**Yapılacaklar:**
#1 er-Raûf ismiyle ilgili metne göre bu isim Kur'an-ı Kerim'de kaç defa tekrarlanmaktadır?
#2 er-Raûf ismiyle ilgili metindeki “Anne” deyince de akla şefkat gelir. cümlesini İngilizceye nasıl çevirirsiniz?
#3 er-Raûf ismiyle ilgili metne göre şu ifadeler doğru mu: (a) Peygamber bir kuş yuvasını bozan Sahabeyi azarlamıştır. (b) Allah mahlukatından bazılarına muhtaçtır. (c) Susuz bir köpeği sulayan kadının cezalandırıldığı haber verilmiştir. Her biri için evet ya da hayır deyip metinden belirleyici sözleri aynen alıntılayın.

**Metin parçası:**
|
......................................................................
Pek Ref'etli… |
......................................................................
“Çok şefkatli”
anlamına gelen “er-Raûf” ismi cemili Kur’an’ı Kerim’de on defa tekrarlanmaktadır.
“İman edenlere karşı gönlümüzde bir kin bırakma. Şüphesiz sen çok şefkatlisin,
merhametlisin.”
“Şefkat” deyince akla anneler gelir. “Anne” deyince de akla şefkat gelir. Ama
iyi bilinsinki şefkatli anneleri yaratan ve çocuklarını sevimli hale getiren
er-Rauf olan Allah’tır (CC).
Peygamber (SAV) Efendimiz
bir yolculuk esnasında ekmek yapan bir kadına uğrar. Kadın, Peygamber (SAV) Efendimizi
görünce “Bir anne yavrusunu şu ateşe atamaz, Allah (CC) ise kullarından daha
merhametli Allah (CC) kendi kullarını ateşe nasıl atacak?” dediğinde
Efendimizin (SAV) gözlerinden yaşlar boşalır ve şöyle der: “Israrla Allah’a (CC)
baş kaldırmayan ve La ilahe illallah= Allah’tan (CC) başka yaratan, yaşatan,
yöneten yoktur diyeni Allah (CC) yakmayacaktır.”buyurur.
Şefkatinden İslam
ümmetini vasat yani toplum için bir denge unsuru kılan kullarının iyi işlerini
cennet karşılığında satın alan kendisine karşı gelmekten
sakınmamızı isteyen
bizi zorluklardan kurtarmak için bildiğimiz ve bilmediğimiz binekler yaratan Allah (CC), Rasulünü de
(SAV) Raûf ve Rahîm isimleriyle isimlendirmiş.
Er-Raûf’un elçisi
olan şefkatli Peygamberimiz (SAV) bir kuş yuvasını bozan Sahabeyi (RA) azarlamış,
susuz bir köpeği sulayan günahkar kadının afvedildiğini haber vermiş.
Bizde çok şefkatli
Peygamberin (SAV) ümmeti olarak kafirin küfrünü günahkarın isyanını
temizleyerek şefkatimizi gösterceğiz.
Allah-ü Teala (CC)
büyüktür, zengindir, kudret eliyle yarattığı ve isterse bir lahzada yok
edebileceği mahlukatından hiç birine muhtaç değildir. Fakat Allah’ın (CC) bu
gınası mahlukatına karşı re’fet ve rahmetine mani’ değildir. Bilakis re’fetinin
büyüklüğüne delalet etmektedir. Mesela dünya yüzünde yaşıyan hayvanların, o
ağzı dili söylemeyen zavallıların halleri ne kadar acıklı görünür. Halbuki Allah-ü
Teala (CC) kemal-i re’fetinden onlara bir ilham, bir sevk-i tabii ihsan
buyurmuştur. Bu sebepten onlar yaşamalarını te’min edecek maddeleri bulurlar.

[Bir veri kümesinden öğeler]

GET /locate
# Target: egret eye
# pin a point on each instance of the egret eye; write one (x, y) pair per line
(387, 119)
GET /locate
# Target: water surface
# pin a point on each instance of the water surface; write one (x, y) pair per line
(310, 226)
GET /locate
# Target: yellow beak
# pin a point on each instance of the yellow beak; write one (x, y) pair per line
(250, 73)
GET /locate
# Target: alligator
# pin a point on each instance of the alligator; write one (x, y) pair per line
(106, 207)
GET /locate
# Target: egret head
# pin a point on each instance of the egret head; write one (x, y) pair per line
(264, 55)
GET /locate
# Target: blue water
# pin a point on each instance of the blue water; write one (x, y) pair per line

**Çözülmüş alıştırma:**
#1 On defa tekrarlanmaktadır.

#2 And when one says "mother," compassion comes to mind.

#3
(a) Evet: “bir kuş yuvasını bozan Sahabeyi (RA) azarlamış”
(b) Hayır: “mahlukatından hiç birine muhtaç değildir”
(c) Hayır: “susuz bir köpeği sulayan günahkar kadının afvedildiğini haber vermiş”